- INPUT DATA -
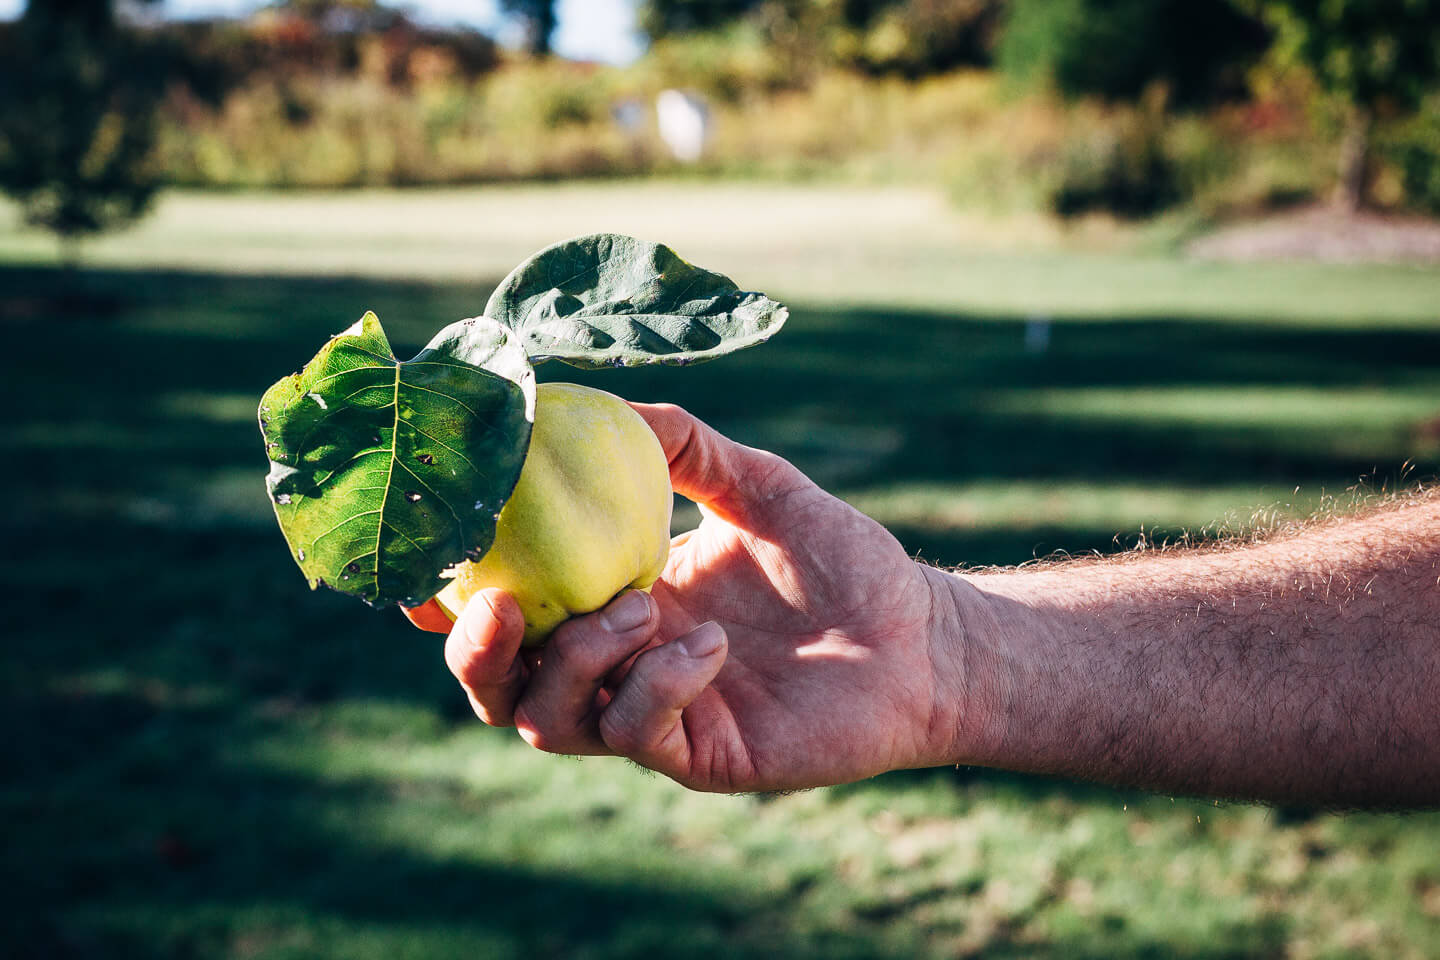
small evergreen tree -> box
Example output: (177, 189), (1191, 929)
(501, 0), (559, 57)
(0, 0), (170, 260)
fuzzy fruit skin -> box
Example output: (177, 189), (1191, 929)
(432, 382), (672, 646)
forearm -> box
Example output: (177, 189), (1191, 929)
(930, 495), (1440, 807)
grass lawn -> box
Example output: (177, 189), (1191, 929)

- WHAT THIS TASK INVOLVES -
Your response should be the exact lines running from the one with "fuzzy fruit skin -> box" to the final line of the material above.

- YOUR SOLUTION -
fuzzy fruit skin -> box
Example output: (177, 189), (1191, 929)
(432, 382), (672, 646)
forearm -> box
Example output: (177, 189), (1191, 929)
(930, 495), (1440, 807)
grass lawn -> box
Example output: (177, 189), (1191, 929)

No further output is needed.